Exercise a >> Update the article below about Chris Christie, starting at "Earlier this week, Christie" and ending at "and personal interests.", and replace "bipartisan" with "cross-party" everywhere it appears in that span.

Reading passage >>
○ ○ ○ ○ ○

Top New Jersey Democrat to Salon: Christie White House bid "more likely now"

A former New Jersey governor tells Salon how Christie really runs the state -- and how it might get him in trouble

Published September 29, 2011 7:16PM (EDT)

FILE - In this Sept. 27, 2011 file photo, New Jersey Gov. Chris Christie speaks at the Ronald Reagan Presidential Library in Simi Valley, Calif. Chris Christie insists he's not running for president, but he flies around the country giving speeches and raising Republican money with a sly smile. Donald Trump might run as an independent. And Sarah Palin gets air time by hinting she'll announce some decision soon. Welcome to the Big Tease, driven by a combination of publicity, old-fashioned ego and possible presidential ambitions down the road. (AP Photo/Jae C. Hong, File) (AP)
FILE - In this Sept. 27, 2011 file photo, New Jersey Gov. Chris Christie speaks at the Ronald Reagan Presidential Library in Simi Valley, Calif. Chris Christie insists he's not running for president, but he flies around the country giving speeches and raising Republican money with a sly smile. Donald Trump might run as an independent. And Sarah Palin gets air time by hinting she'll announce some decision soon. Welcome to the Big Tease, driven by a combination of publicity, old-fashioned ego and possible presidential ambitions down the road. (AP Photo/Jae C. Hong, File) (AP)

One of the top Democrats in New Jersey tells Salon that the Trenton world is suddenly treating a presidential candidacy by Gov. Chris Christie as a real possibility.

"It's more serious now," Richard Codey, who served as acting governor from 2004 to 2006, said in a phone interview Thursday afternoon. "Definitely. No question about it."

A story in Thursday's New York Post -- written by Josh Margolin, a former Star-Ledger political reporter who is well-connected to Christie World -- claims that urgent pleas from Republican luminaries have helped convince him to rethink his long-standing opposition to running.

Among New Jersey politicos, Codey said, the sense is that "it's more likely that he'd run today as opposed to two weeks ago. When you've got Nancy Reagan, Barbara Bush and all those Republican bigwigs calling you, saying you've got to do it for the party, you've got to do it for the country -- it's intoxicating. A lot of people would get drunk off that."

"I think as each day goes by and more and more people ask him to do it, the more flattered he is ... and it makes him more likely to do it than not, in my opinion," Codey said.

Earlier this week, Christie claimed in a speech at the Reagan library that his state has become a national model of bipartisan productivity on his watch. "Our bipartisan accomplishments in New Jersey have helped to set a tone that has taken hold across many other states," he said. "This is the only effective way to lead in America during these times."

Codey laughed at this, noting that the votes that have allowed Christie to push much of his agenda -- including a controversial overhaul of the state's public employee pension system -- through a Democratic Legislature came from loyalists of a pair of regional party bosses with their own parochial and personal interests.

○ ○ ○ ○ ○

Records for the task >>
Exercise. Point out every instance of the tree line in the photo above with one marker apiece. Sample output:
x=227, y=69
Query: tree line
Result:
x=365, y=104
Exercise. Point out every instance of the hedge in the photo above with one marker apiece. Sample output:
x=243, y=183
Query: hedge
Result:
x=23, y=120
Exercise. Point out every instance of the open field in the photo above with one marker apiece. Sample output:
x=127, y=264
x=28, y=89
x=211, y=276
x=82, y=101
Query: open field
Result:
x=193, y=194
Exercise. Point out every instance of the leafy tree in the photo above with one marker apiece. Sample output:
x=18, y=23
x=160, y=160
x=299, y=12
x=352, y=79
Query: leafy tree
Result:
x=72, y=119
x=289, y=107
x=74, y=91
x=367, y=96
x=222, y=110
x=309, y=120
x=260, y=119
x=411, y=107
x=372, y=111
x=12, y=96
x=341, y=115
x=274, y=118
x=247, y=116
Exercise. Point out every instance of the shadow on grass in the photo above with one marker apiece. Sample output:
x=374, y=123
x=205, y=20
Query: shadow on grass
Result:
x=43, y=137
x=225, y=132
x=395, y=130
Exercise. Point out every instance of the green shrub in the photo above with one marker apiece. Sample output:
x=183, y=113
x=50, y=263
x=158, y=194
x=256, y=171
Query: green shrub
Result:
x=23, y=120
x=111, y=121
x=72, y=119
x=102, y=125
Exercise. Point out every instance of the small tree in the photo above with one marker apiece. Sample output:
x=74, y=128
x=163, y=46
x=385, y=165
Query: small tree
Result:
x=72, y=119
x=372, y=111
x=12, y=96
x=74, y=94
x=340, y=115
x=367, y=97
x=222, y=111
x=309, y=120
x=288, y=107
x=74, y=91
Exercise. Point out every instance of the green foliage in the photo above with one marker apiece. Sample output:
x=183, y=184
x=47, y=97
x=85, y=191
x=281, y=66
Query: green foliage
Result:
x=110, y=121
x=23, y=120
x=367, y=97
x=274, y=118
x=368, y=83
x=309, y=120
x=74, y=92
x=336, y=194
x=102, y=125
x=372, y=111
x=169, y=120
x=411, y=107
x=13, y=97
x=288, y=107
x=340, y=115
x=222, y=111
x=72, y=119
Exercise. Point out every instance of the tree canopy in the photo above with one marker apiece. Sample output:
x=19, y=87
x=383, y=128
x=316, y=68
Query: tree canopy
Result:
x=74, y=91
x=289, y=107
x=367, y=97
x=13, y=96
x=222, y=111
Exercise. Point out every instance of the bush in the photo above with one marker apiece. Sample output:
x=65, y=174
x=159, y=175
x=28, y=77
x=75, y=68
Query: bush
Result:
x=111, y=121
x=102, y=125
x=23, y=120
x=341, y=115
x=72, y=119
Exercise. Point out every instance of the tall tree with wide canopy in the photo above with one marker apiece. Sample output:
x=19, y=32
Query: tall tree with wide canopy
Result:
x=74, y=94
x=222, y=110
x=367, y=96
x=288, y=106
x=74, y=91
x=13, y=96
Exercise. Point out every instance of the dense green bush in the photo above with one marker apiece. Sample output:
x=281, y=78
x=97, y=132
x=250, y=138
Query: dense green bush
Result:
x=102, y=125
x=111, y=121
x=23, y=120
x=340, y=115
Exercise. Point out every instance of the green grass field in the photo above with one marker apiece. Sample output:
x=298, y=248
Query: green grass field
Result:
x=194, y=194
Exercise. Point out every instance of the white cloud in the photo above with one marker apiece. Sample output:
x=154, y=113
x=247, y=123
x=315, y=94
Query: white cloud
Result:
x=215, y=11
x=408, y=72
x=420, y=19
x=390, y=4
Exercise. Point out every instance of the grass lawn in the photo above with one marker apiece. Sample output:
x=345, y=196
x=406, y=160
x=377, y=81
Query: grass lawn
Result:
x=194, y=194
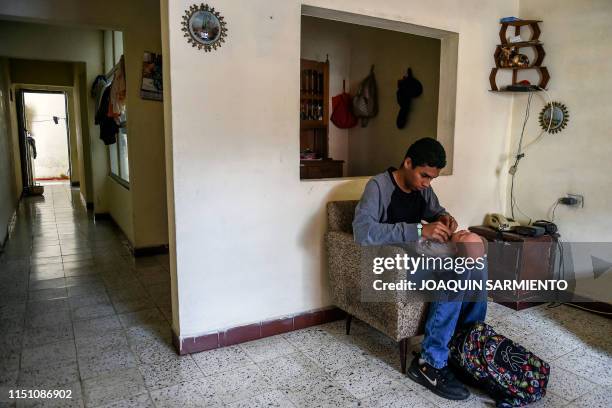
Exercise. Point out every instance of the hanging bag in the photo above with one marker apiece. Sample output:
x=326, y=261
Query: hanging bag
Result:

○ ○ ○ ○ ○

Exercise b >> Copy the entries above exactly, starting at their first line and ending at the line that contains "x=395, y=130", with both of those lines included.

Worked answer a >>
Earlier this week, Christie claimed in a speech at the Reagan library that his state has become a national model of cross-party productivity on his watch. "Our cross-party accomplishments in New Jersey have helped to set a tone that has taken hold across many other states," he said. "This is the only effective way to lead in America during these times."

Codey laughed at this, noting that the votes that have allowed Christie to push much of his agenda -- including a controversial overhaul of the state's public employee pension system -- through a Democratic Legislature came from loyalists of a pair of regional party bosses with their own parochial and personal interests.

Worked answer b >>
Exercise. Point out every instance of the tree line in the photo above with one marker apiece. Sample output:
x=227, y=69
Query: tree line
Result:
x=365, y=104
Exercise. Point out every instance of the hedge in the photo above with one marker apiece. Sample output:
x=243, y=183
Query: hedge
Result:
x=23, y=120
Exercise. Point out every instance of the open field in the photo above with one marker apiece. Sample output:
x=127, y=264
x=28, y=89
x=211, y=276
x=82, y=101
Query: open field
Result:
x=193, y=194
Exercise. Point out every instance of the leafy tree in the photo above with one marker apiece. Sample output:
x=18, y=23
x=160, y=160
x=299, y=12
x=352, y=79
Query: leafy tree
Result:
x=72, y=119
x=289, y=107
x=74, y=91
x=367, y=96
x=222, y=110
x=309, y=120
x=260, y=119
x=411, y=107
x=372, y=111
x=12, y=96
x=341, y=115
x=274, y=118
x=247, y=116
Exercise. Point out every instance of the shadow on grass in the photo above with one marker apiece. Sample output:
x=374, y=123
x=205, y=20
Query: shadow on grass
Result:
x=43, y=137
x=225, y=132
x=395, y=130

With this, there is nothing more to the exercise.